Records for this task:
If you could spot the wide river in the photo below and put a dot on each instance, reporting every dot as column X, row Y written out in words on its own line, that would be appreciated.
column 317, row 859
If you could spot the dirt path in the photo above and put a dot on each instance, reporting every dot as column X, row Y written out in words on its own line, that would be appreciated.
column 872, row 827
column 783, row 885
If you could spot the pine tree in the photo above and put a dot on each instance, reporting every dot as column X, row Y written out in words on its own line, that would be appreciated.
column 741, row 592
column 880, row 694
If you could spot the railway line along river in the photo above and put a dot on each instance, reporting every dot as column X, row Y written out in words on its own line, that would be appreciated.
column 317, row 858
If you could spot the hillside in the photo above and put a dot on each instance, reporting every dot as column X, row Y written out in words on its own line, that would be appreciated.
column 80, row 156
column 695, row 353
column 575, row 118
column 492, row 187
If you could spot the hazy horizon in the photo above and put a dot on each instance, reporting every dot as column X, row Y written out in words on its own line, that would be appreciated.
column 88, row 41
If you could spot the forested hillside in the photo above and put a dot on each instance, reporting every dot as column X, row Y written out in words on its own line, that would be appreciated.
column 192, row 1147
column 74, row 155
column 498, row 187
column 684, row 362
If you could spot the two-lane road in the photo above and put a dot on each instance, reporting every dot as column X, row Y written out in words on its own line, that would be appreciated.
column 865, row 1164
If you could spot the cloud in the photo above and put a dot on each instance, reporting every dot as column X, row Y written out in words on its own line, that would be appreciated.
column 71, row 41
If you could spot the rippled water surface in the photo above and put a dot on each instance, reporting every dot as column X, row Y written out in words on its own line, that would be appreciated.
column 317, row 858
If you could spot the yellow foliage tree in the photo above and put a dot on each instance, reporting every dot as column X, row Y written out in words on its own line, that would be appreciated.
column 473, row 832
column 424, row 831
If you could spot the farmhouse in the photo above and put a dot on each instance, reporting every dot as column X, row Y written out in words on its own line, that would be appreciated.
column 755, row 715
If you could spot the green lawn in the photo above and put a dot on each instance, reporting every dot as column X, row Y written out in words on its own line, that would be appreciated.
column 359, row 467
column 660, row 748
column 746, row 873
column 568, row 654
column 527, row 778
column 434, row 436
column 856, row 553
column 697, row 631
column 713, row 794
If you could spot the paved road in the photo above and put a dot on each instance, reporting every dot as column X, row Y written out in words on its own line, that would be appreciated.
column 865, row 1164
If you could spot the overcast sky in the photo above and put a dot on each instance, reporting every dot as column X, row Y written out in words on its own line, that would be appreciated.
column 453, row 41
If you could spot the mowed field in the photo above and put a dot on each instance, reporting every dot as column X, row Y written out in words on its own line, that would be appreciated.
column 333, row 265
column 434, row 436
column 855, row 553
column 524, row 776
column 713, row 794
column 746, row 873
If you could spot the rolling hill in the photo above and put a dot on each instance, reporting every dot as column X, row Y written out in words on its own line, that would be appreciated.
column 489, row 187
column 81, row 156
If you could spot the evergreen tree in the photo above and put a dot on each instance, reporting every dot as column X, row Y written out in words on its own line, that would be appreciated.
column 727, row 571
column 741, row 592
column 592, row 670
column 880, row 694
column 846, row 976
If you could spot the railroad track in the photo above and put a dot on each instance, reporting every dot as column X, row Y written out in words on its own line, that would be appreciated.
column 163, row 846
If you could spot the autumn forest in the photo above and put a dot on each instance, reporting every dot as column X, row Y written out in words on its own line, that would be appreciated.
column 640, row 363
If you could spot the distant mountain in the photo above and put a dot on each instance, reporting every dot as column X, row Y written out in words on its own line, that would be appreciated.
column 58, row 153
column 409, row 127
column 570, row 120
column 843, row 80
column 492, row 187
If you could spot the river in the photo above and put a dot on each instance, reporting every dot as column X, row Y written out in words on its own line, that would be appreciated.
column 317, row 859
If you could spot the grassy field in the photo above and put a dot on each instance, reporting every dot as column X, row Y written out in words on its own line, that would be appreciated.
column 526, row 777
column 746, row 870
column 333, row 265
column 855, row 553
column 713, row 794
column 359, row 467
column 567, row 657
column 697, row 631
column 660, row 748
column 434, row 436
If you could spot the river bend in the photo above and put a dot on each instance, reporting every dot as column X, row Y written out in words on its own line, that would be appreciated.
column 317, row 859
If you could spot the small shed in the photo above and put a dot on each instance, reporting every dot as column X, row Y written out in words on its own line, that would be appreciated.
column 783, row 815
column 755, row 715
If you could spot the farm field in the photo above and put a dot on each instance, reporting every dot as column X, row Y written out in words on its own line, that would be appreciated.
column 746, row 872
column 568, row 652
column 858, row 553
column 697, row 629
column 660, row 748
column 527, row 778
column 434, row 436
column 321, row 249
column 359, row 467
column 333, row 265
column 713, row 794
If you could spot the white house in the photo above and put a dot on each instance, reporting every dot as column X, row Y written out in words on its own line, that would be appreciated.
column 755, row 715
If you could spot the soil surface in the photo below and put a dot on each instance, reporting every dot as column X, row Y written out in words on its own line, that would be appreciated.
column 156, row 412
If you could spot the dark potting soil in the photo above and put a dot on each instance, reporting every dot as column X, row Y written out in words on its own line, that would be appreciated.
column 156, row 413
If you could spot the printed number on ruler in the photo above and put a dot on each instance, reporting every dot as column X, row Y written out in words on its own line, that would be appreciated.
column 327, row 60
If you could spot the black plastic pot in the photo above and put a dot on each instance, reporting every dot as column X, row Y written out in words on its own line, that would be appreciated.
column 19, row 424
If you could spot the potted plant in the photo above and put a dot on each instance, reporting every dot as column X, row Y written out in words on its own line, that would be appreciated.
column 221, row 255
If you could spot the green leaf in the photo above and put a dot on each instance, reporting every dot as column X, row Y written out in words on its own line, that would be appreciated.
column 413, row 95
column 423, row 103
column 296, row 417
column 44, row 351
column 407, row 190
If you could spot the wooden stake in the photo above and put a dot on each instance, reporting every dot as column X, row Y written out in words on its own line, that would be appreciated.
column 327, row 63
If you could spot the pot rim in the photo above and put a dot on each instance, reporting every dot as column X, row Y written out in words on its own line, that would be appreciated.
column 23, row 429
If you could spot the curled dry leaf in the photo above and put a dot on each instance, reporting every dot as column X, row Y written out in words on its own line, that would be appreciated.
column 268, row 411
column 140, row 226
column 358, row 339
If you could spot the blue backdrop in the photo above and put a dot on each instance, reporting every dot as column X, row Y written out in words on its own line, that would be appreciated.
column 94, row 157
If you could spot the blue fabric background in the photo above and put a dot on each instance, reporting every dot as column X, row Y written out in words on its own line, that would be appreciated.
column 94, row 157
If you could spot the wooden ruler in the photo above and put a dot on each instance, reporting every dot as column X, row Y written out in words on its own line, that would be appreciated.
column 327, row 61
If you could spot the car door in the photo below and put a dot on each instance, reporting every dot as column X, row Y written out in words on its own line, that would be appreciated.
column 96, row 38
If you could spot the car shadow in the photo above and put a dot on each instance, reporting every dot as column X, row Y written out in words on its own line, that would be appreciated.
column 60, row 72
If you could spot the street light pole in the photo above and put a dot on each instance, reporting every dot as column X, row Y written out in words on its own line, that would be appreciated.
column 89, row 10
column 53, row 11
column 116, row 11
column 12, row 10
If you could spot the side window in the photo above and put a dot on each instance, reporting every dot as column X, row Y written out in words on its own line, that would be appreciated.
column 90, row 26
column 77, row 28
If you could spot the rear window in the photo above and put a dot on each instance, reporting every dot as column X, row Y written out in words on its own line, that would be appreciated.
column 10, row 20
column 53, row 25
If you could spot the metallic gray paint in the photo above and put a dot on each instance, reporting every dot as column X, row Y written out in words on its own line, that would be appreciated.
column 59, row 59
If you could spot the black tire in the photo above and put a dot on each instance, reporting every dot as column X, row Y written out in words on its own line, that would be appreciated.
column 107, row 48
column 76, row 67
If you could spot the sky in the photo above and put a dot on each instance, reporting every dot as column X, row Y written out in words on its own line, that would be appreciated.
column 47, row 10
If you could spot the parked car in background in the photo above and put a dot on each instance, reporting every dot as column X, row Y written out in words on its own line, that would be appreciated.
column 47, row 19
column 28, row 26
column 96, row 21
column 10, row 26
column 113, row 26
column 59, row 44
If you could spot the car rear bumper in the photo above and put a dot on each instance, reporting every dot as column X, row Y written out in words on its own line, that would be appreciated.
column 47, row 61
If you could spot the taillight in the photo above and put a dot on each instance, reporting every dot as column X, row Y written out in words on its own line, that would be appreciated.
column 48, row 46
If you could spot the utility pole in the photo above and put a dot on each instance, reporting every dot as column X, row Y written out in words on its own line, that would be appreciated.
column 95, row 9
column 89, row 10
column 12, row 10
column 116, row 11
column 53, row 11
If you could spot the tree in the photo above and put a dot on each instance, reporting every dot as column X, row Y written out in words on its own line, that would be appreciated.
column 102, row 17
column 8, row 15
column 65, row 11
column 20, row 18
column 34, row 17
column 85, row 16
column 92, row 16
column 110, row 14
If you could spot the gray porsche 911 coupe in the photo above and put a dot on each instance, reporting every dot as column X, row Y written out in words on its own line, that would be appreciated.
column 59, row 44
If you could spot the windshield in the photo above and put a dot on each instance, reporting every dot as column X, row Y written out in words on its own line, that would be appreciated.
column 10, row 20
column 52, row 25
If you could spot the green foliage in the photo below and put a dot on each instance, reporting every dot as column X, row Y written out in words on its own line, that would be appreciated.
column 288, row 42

What the task requires:
The line containing "If you could spot the utility" opens the range, and the last line of the entries closes it; copy that range exactly.

Task result:
If you could spot the utility pole in the photo above and put a dot on each instance, reporting every dot as column X, row Y written out in words on its own line, that would be appreciated.
column 95, row 9
column 89, row 10
column 12, row 10
column 116, row 11
column 53, row 11
If you could spot the tree in the photo above and put a dot on each instance, reporting every dot as column X, row Y written out in words on its own line, that would be appreciated.
column 102, row 17
column 8, row 15
column 65, row 11
column 20, row 18
column 34, row 17
column 85, row 16
column 92, row 16
column 110, row 14
If you could spot the gray porsche 911 coupe in the photo above and put a dot on each instance, reporting every dot as column X, row Y written out in words on its own line, that would be appreciated.
column 59, row 44
If you could spot the windshield in the photo above and put a dot on each instance, reporting every dot as column X, row Y written out in words on its own line, that would be appreciated.
column 10, row 20
column 52, row 25
If you could spot the green foliage in the photo below and put a dot on each instance, reporting every dot as column X, row Y written out in words on its own line, that would be appreciated.
column 288, row 42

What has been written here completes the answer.